Given passage |
====

`finch-tensor` performance

mtsokol commented 6 months ago

Hi @willow-ahrens @hameerabbasi,

I managed to run first simple benchmarks in pydata/sparse with PyData and Finch backends. asv tool was used for benchmarking which runs a "setup" function to execute the compilation step and then calls benchmarked function a few times, and takes a median.

First thing for the investigation is eager and lazy modes results. For a function:

def my_custom_fun(arr1, arr2, arr3):
    temp = finch.multiply(arr1, arr2)
    temp = finch.divide(temp, arr3)
    reduced = finch.sum(temp, axis=(0, 1))
    return finch.add(temp, reduced)

With a random CSF input 100x100x100, density 0.01, the benchmark results were:

PyData backend: 282±2ms
Finch backend - eager mode: 688±30ms
Finch backend - lazy mode: 2.12±0.2s

I used py-spy profiler to inspect the lazy mode and for each compiled function call, all of the time was spent on the Julia side (juliacall and Finch):

I also initially benchmarked element-wise functions, +/* of two random 100x100x100 CSF tensors (eager mode only):

PyData backend: 74.1±9ms/72.4±2ms
Finch backend: 20.7±0.4ms/10.9±0.1ms

Comments

Which 3D format should be the most performant one for this kind of benchmarks? (I tried COO and CSF, and CSF had better results)
Could juliacall cause this overhead?
Could it be using larger tensors to see the performance advantage?

willow-ahrens commented 6 months ago

When we benchmark the higher-level Finch functions, two questions need answering:

What is the overhead of calling the function? We could answer this by benchmarking on 1x1 matrices.

====

Given data |
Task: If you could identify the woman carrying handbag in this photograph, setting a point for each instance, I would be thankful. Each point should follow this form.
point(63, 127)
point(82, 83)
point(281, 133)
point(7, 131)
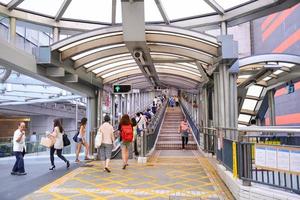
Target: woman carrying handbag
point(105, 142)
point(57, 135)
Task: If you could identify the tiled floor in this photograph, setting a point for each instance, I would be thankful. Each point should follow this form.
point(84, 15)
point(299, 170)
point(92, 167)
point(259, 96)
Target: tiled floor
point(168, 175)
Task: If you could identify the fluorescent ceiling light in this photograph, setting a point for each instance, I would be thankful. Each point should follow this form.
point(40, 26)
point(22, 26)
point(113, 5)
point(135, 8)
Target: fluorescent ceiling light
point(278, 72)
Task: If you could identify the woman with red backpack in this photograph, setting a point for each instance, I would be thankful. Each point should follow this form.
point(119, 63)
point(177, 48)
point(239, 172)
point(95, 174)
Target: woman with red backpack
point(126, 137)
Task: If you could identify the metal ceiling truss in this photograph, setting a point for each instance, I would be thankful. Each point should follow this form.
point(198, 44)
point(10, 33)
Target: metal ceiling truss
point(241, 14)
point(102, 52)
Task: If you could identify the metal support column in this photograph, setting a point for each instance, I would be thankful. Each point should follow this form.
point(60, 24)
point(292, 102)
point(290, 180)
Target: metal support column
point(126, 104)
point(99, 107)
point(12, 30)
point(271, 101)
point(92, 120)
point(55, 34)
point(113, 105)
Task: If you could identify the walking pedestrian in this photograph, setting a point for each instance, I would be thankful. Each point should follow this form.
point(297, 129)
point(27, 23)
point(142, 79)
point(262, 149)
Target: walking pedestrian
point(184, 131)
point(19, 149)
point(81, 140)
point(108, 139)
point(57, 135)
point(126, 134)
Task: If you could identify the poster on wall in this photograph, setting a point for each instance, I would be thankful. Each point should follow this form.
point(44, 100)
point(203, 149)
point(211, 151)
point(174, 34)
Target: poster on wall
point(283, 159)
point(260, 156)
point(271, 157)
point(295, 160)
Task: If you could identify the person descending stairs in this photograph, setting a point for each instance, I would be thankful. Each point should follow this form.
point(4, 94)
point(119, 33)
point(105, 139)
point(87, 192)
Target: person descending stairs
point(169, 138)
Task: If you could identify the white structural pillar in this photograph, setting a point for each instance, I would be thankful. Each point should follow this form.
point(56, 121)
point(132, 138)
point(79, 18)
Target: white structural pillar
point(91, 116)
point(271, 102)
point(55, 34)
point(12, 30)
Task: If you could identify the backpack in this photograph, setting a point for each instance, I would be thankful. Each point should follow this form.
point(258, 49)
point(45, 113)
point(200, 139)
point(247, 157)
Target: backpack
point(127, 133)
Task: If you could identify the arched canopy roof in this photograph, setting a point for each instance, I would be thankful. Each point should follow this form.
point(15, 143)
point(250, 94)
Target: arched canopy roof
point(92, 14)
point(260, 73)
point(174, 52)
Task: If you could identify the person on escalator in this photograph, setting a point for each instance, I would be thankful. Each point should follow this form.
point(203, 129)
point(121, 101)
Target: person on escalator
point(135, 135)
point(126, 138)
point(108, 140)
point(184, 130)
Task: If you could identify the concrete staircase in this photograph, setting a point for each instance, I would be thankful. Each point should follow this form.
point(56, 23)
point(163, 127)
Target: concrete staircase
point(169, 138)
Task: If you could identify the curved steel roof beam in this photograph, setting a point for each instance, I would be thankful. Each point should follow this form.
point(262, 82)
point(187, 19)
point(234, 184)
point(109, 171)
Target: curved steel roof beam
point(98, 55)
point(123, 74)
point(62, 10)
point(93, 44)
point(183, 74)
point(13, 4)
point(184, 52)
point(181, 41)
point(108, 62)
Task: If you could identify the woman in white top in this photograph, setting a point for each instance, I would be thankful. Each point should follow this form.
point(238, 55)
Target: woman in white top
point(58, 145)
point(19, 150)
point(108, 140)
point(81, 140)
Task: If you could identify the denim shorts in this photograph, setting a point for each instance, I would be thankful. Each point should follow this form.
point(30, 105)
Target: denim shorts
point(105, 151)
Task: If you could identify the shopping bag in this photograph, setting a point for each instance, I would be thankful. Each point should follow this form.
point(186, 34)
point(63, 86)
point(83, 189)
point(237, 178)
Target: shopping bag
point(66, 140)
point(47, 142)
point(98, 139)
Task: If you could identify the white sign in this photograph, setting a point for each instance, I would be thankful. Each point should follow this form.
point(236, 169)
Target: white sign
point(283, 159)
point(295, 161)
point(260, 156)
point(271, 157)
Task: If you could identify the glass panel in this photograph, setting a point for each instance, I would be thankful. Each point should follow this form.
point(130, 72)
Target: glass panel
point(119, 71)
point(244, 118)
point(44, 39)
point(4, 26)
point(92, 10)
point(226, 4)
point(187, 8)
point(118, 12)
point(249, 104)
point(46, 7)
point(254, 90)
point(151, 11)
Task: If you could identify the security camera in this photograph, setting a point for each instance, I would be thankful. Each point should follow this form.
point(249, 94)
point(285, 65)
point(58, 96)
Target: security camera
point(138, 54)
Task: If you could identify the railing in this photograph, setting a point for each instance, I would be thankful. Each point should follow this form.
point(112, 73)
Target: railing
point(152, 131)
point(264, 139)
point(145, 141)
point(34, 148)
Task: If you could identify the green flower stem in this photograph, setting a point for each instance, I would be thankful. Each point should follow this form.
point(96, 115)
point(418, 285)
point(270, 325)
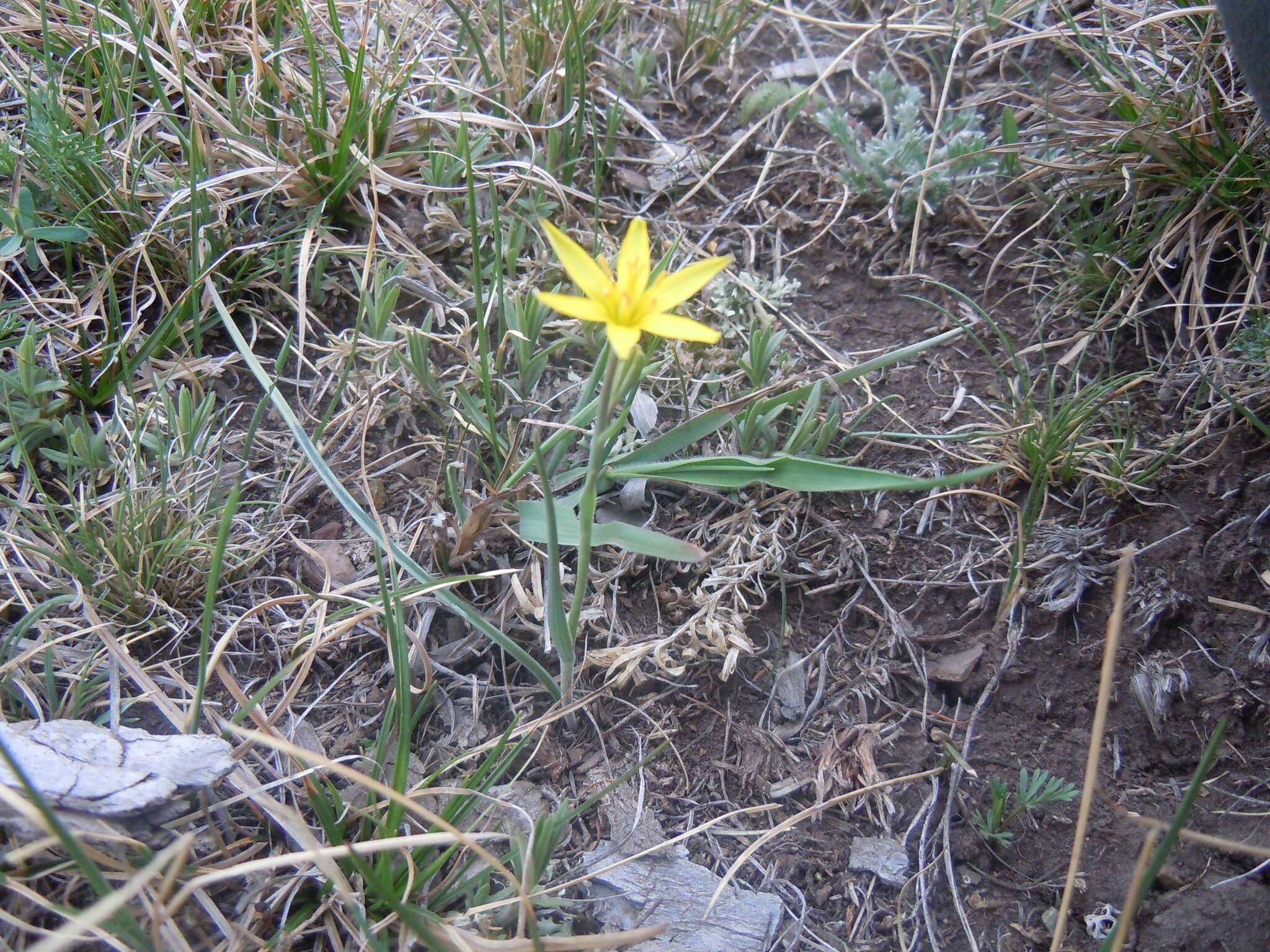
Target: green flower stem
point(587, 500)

====

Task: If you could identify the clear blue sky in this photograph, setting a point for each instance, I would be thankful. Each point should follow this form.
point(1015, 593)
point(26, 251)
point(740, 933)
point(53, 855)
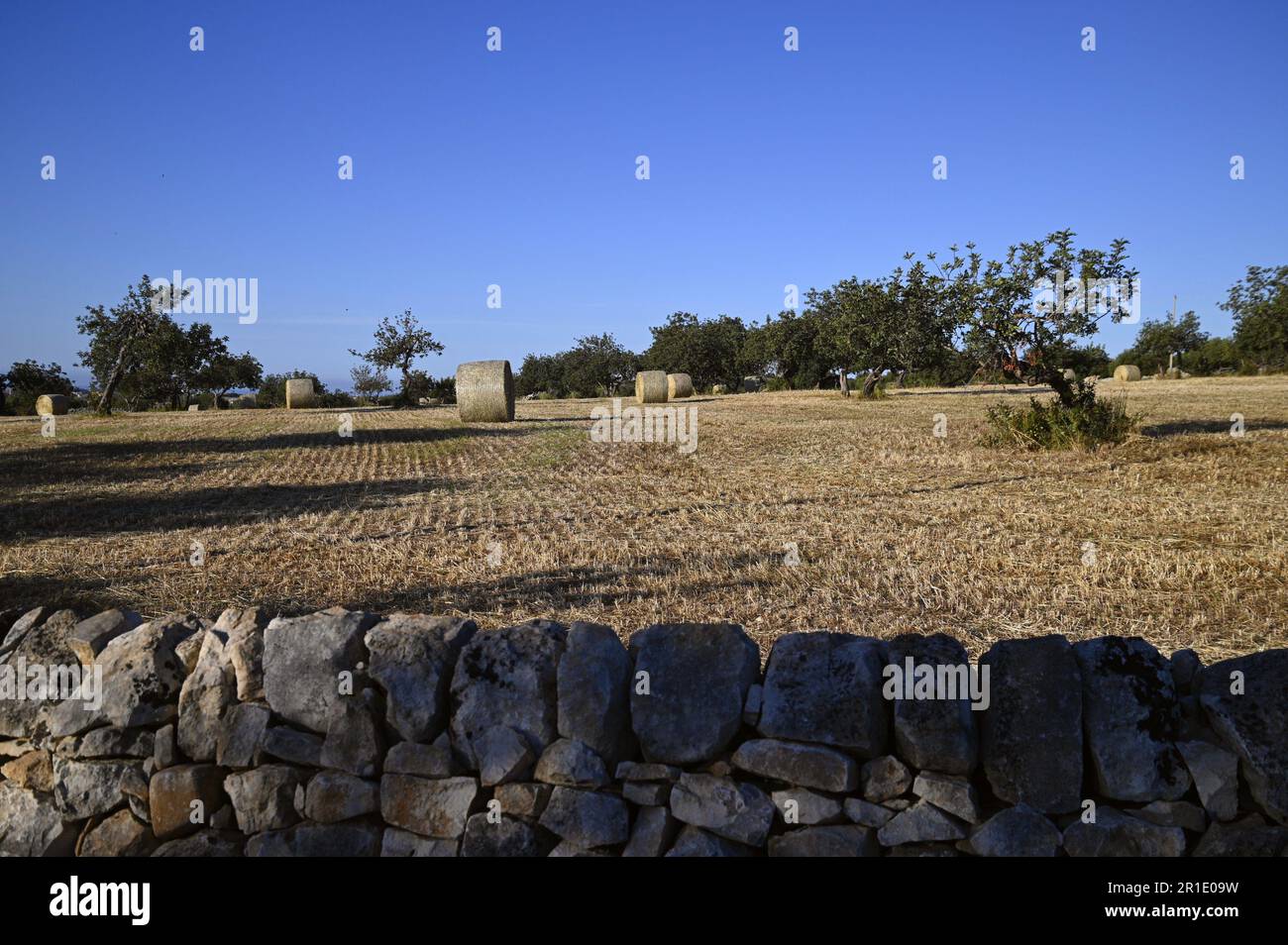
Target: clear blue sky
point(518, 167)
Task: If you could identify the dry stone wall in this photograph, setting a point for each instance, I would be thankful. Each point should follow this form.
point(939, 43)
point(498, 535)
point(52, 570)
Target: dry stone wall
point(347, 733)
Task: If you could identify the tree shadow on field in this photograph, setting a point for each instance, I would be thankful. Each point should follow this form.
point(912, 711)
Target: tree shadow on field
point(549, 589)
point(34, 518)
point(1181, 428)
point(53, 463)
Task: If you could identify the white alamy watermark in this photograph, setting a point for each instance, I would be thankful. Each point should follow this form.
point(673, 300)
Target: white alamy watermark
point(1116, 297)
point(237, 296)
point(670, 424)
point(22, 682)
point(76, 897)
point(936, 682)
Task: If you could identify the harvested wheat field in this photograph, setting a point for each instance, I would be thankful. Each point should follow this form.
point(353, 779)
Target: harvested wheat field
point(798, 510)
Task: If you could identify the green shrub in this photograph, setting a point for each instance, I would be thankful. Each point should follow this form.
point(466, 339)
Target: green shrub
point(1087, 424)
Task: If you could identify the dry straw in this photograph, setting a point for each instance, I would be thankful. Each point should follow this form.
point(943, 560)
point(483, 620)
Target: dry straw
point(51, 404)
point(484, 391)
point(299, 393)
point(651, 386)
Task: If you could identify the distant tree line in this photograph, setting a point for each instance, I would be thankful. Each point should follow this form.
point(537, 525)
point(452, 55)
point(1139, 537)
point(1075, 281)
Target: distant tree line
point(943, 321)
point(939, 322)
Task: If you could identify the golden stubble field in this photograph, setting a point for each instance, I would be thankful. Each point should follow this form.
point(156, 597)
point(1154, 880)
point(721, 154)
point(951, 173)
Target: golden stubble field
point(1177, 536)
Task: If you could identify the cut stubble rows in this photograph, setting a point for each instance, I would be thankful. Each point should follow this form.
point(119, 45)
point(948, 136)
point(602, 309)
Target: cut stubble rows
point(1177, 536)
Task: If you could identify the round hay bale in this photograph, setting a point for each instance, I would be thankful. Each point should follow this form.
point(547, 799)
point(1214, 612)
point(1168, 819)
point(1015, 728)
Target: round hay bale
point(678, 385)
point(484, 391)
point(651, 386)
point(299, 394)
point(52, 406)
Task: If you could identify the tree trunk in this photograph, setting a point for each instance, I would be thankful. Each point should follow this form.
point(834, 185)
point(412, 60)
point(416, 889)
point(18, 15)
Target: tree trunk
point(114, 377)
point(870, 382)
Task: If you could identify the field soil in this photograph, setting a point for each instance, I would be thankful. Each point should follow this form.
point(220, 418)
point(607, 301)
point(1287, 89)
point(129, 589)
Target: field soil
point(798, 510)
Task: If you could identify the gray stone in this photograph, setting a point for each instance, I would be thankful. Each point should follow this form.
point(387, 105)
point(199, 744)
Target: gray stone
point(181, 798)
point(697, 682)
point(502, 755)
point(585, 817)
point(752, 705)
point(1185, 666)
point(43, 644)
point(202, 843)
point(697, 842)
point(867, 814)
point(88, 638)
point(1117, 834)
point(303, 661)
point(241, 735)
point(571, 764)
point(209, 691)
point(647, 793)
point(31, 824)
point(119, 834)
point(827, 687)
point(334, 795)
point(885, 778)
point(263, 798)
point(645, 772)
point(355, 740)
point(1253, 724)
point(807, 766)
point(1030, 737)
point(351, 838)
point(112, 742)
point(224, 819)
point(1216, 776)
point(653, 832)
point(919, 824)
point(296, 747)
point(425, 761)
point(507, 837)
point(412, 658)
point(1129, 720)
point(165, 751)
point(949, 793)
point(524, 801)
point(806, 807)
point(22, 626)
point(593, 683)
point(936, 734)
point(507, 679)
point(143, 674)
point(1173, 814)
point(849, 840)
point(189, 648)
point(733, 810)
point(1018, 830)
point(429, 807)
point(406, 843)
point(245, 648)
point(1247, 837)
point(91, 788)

====

In the finch-tensor performance thread, what does willow-ahrens say benchmarking on 1x1 matrices would show? Answer in one to three sentences. Work only from the finch-tensor performance thread.

Response for this exercise | Benchmarking on 1x1 matrices would show the overhead of calling the function. That is one of the two questions willow-ahrens says must be answered when benchmarking the higher-level Finch functions.